◆ Task list ◆
**a)** In the wrestling preview, name every South Border wrestler described as a returning state placer, with the weight class and place for each.
**b)** Write the next part of the wrestling preview, picking up after its final sentence.

The Holsteins return a state champion in Cole Gerhardt, who took 106-pound honors last year. Their other returning placers are Ty Wolding, fifth at 152, Wyatt Engwicht, sixth at 113, and Cody Irwin and A.J. Heins, seventh at 126 and 285, respectively.

 Engwicht, 23-0, and Heins, 15-0, take unblemished records into the state tournament.

  Although talented, NSA is a young team with just two seniors, neither of whom is in the team's dual lineup.

 South Border has wrestled a rugged schedule. The Mustangs have won two tournaments, one with 197.5 points in Casselton and the other with 173 points in Minot. South Border finished second to NSA at Linton and was the runner-up to Lisbon at Napoleon. 

 The Mustangs have an 11-1 dual record that includes a split with Lisbon. South Border won 34-30 in early January and Lisbon prevailed 37-24 in the regional dual tournament.

 Six placers, three of them state finalists, return to the Mustang lineup from last year's state runner-up team. Marshall Lindgren claimed a state title at 120 pounds last winter, while Jonathan Shockley was second at 138 and Nathan Schauer was the 195-pound runner-up. Tristan Lepp and Charles Herr were fifth-place finishers at 106 and 113, respectively, and 182-pounder Ashton Peterson placed sixth.

 Wolding has a healthy respect for Lisbon and South Border, but the list doesn't stop there.

 "Velva and Carrington are going to put up some nice points at the state tournament, and Pembina County (North) put up a lot of points at the Rugby tournament," he observed. 

 Pembina County North won the Rugby Division of the Panther Booster tournament.

 "In a normal year we've seen everybody, so it's easier to figure out how things can shake out," he noted.

  Indeed, due to the pandemic-shortened season NSA and Lisbon haven't met, either in a dual or a tournament setting.

 "Everybody's schedule is a tossup this year," Wolding noted. "They were unable to get where we were and we weren't able to get where they were. ... They've got a very solid returning core."

 The regional tournaments were canceled due to coronavirus considerations and the state tournament has been restructured.

 Because the winnowing process of the regionals was absent, the Class B individual tournament will be huge, with 32-man brackets.

◆ Material supplied ◆
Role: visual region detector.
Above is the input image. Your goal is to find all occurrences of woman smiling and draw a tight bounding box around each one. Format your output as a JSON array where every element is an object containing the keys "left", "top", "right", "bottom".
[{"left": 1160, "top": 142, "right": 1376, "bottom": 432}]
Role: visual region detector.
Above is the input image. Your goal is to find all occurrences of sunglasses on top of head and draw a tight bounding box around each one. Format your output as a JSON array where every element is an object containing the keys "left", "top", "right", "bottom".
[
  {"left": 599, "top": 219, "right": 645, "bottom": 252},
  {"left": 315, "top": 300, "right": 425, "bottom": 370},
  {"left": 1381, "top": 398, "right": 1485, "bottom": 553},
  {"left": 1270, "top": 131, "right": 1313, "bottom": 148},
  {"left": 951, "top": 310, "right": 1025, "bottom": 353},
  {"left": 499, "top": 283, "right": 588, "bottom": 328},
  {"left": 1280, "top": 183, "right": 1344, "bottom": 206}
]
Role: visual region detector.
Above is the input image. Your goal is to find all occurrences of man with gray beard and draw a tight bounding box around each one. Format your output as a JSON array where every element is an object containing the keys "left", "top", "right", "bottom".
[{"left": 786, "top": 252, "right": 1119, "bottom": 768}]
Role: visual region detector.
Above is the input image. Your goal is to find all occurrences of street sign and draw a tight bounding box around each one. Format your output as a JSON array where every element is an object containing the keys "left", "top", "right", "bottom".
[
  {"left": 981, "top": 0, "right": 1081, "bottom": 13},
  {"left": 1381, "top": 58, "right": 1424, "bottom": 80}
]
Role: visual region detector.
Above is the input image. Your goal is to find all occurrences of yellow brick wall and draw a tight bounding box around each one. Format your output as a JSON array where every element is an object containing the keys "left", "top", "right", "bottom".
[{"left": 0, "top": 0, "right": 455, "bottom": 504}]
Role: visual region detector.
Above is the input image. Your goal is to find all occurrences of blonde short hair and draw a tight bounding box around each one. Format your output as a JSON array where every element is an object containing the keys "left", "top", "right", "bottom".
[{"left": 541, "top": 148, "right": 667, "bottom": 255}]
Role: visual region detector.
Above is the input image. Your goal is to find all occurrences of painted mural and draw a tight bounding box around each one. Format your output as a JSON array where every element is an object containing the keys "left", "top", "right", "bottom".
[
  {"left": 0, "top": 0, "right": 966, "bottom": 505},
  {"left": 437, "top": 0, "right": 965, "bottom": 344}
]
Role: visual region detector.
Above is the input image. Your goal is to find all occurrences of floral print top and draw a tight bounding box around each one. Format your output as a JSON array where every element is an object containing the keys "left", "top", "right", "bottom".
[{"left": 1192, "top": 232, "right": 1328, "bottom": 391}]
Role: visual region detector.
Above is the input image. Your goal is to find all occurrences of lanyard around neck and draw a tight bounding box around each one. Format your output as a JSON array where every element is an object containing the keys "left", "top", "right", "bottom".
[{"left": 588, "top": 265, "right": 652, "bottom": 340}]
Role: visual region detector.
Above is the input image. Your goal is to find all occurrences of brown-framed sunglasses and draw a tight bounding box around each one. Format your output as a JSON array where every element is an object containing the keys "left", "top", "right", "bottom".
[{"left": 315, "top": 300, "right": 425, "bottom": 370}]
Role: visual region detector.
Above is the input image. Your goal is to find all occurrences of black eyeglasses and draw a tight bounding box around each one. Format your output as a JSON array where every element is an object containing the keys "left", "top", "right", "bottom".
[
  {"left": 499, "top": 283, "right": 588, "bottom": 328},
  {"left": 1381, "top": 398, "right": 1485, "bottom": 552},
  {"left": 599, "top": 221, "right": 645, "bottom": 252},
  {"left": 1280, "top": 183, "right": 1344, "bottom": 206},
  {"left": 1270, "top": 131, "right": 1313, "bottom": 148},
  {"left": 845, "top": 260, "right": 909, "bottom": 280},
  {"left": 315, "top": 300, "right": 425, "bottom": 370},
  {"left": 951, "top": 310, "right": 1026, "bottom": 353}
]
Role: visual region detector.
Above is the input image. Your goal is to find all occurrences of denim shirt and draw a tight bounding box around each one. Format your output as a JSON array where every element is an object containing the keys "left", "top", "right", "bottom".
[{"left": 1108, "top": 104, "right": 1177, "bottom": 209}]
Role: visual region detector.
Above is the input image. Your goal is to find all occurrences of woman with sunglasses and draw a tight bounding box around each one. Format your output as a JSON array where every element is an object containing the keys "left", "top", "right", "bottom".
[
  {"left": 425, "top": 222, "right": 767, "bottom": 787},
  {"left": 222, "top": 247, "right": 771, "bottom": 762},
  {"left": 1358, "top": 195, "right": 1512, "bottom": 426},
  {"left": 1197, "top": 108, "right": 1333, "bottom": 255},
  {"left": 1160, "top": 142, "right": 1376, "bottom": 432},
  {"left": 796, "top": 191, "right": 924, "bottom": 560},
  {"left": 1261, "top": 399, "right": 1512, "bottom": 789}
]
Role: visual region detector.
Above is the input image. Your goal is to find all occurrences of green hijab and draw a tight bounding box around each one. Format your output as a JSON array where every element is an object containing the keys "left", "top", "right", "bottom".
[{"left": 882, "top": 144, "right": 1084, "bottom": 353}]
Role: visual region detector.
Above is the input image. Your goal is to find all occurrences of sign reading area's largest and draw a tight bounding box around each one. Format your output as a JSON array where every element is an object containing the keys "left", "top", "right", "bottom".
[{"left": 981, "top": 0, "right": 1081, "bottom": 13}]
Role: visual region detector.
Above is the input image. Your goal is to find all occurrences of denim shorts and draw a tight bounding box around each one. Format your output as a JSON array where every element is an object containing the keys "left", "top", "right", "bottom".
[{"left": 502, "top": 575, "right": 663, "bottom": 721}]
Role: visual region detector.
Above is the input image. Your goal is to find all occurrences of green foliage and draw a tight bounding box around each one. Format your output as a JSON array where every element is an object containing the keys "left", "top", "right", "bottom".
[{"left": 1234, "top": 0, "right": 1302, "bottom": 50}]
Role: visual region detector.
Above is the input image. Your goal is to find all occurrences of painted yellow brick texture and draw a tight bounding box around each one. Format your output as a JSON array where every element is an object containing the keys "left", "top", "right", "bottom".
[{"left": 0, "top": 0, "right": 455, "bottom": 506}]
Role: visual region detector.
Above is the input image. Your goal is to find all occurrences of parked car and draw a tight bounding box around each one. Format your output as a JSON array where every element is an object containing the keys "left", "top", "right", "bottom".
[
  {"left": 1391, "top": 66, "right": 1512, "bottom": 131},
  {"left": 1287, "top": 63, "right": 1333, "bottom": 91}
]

◆ Exercise answers ◆
**a)**
- Marshall Lindgren: first (state title) at 120
- Jonathan Shockley: second at 138
- Nathan Schauer: second (runner-up) at 195
- Tristan Lepp: fifth at 106
- Charles Herr: fifth at 113
- Ashton Peterson: sixth at 182

**b)**
 "In years past 16 kids went to the state tournament (in each weight class). This year we've doubled the kids. Everybody is bringing their whole team. ... They'll seed the top eight and draw everything else in," Wolding said. 

 Another noticeable change this year will be the separation of Class A and Class B during the individual tournament. Class B competition will take place in the morning with Class A taking over in the afternoon.

 Also, the dual tournaments will be wrestled on the final day in their entirety. Wrestlers will not have to toggle between dual and tournament competition all three days of the tournament.

 Wolding likes having the dual tournament set aside for the final day, but he's not so keen on having his wrestlers hitting the mats at 9 a.m.

 "We've got to have our guys ready to wrestle at 9 a.m. It's definitely not a schedule any Class B coach is enjoying, that's for sure," he said. "The last two weeks we've practiced at 6 a.m. with a little workout in the afternoon. The guys are used to getting up in the morning now."

 The Holsteins haven't wrestled since Jan. 30, which leaves an abnormally long break before the state tournament. 

 Wolding said he's not worried about the long break because of the atmosphere in the Holstein wrestling room.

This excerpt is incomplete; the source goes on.